# How do you recognize a good conductor?



## aglayaepanchin (Jul 24, 2016)

Hi,

I have been enthusiastically listening to classical music for about a year and a half now but I still consider myself mainly a beginner on the subject. I see all this discussion (on Youtube for example) about whether some conductor or his/her interpretation or performance is good or not. This has started me wondering about the qualities of a good conductor.

So what makes a conductor or a performance (besides the aspects of personal preference such as tempi etc.)? What are regarded as the possible "mistakes" of a conductor and how to separate them from the mistakes of the orchestra/players. Currently my only criteria to evaluate a performance is tempo and those dynamic choices which are clear enough for me to observe, and I would be glad to have a wider perspective.

Thanks!

PS. While on the subject of recognizing, I have another question also. Is there a way to spot a cadenza? Cadenza is a term mentioned frequently in the discussion about piano concertos for example (and to be more specific especially when talking about the third concerto of a certain Sergei Vasilievich [spelling from Wikipedia]). I would like to be able to recognize one. Is there a way to tell when a cadenza takes place by simply listening or do you have to be familiar with the score?

Thanks again!


----------



## Guest (Apr 28, 2017)

aglayaepanchin said:


> Hi,
> 
> I have been enthusiastically listening to classical music for about a year and a half now but I still consider myself mainly a beginner on the subject. I see all this discussion (on Youtube for example) about whether some conductor or his/her interpretation or performance is good or not. This has started me wondering about the qualities of a good conductor.
> 
> ...


A cadenza is a kind of improvisation ( in the piece) for the instrument,violin or piano alone


----------



## EddieRUKiddingVarese (Jan 8, 2013)

Good heat transference


----------



## Pugg (Aug 8, 2014)

A good conductor is the one who reeds the score in a way that comes closest to the composer intentions, besides that, his own interpretation can be a good guidance for your ears. So I suggest you read the Beethoven topic for example or the Mahler for that matter. Opinions in all sorts floating around.

http://www.talkclassical.com/43909-if-you-could-only.html


----------



## MarkW (Feb 16, 2015)

Second first: A cadenza is a solo passage for the instrumental soloist, either improvised or written out by the composer to sound sort of improvised. They usually occur at the end of first and last movements, announced by a leading chord in the orchestra, which then drops out completely. The soloist does his thing, and announces he's done by ending with (usualloy) a trill on the dominant, which is a signal for the orchestra to come back in and wrap things up.

The flip answer to the first (How do you tell a good conductor?) is: With your ears. 

More seriously, it's easier to tell a bad one (self-indulgent, flights of fancy) than a good one. And it takes a more than casual knowledge of the music to really get it. The job of a conductor is simple: To know more about the music, the score, the composer, his ouvre, the conventions of the time, the composer's expectations, instrumental capabilities and performance practices (then and now), the acoustic, and capabilities of the orchestra than anyone else in the hall. Then bring this knowledge to bear in rehearsal and guide the orchestra closely in performance without getting too much in the way, presenting to the listener as close what he figures the composer would have wanted/intended as possible. The requirements form a three-legged stool: knowledge -- judgment -- technique. The more you listen, the more you get a feel for it.

____________

▶ _Required task A_: Identify every line of the entries that contains the string "tail", and copy each such line.
The forum thread and the entries are separate, unrelated material.

(Records from a point-labeling set)

____________

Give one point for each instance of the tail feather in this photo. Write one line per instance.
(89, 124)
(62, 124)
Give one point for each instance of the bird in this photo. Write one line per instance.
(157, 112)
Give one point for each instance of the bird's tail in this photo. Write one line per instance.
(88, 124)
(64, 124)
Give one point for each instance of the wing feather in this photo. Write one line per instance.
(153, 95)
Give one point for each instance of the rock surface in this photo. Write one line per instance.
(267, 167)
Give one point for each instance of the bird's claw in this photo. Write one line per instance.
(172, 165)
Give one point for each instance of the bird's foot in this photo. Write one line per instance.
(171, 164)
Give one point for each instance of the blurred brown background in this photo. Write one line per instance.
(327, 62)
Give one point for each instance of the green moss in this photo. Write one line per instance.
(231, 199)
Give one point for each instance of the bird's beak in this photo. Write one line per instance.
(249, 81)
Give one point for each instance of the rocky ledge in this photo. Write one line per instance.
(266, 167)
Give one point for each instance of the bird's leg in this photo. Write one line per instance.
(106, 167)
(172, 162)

____________

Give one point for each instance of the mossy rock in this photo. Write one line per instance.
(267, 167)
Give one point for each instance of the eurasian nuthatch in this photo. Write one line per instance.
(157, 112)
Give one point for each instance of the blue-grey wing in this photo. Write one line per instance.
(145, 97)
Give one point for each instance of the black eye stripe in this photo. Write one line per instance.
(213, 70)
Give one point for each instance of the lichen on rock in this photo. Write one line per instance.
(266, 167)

____________

▶ _Required task B_: Return the stretch of the forum thread on recognizing a good conductor from "PS. While on" through "Thanks again!", copied word for word.

▶ _Task result A_:
Give one point for each instance of the tail feather in this photo. Write one line per instance.
Give one point for each instance of the bird's tail in this photo. Write one line per instance.

▶ _Task result B_:
PS. While on the subject of recognizing, I have another question also. Is there a way to spot a cadenza? Cadenza is a term mentioned frequently in the discussion about piano concertos for example (and to be more specific especially when talking about the third concerto of a certain Sergei Vasilievich [spelling from Wikipedia]). I would like to be able to recognize one. Is there a way to tell when a cadenza takes place by simply listening or do you have to be familiar with the score?

Thanks again!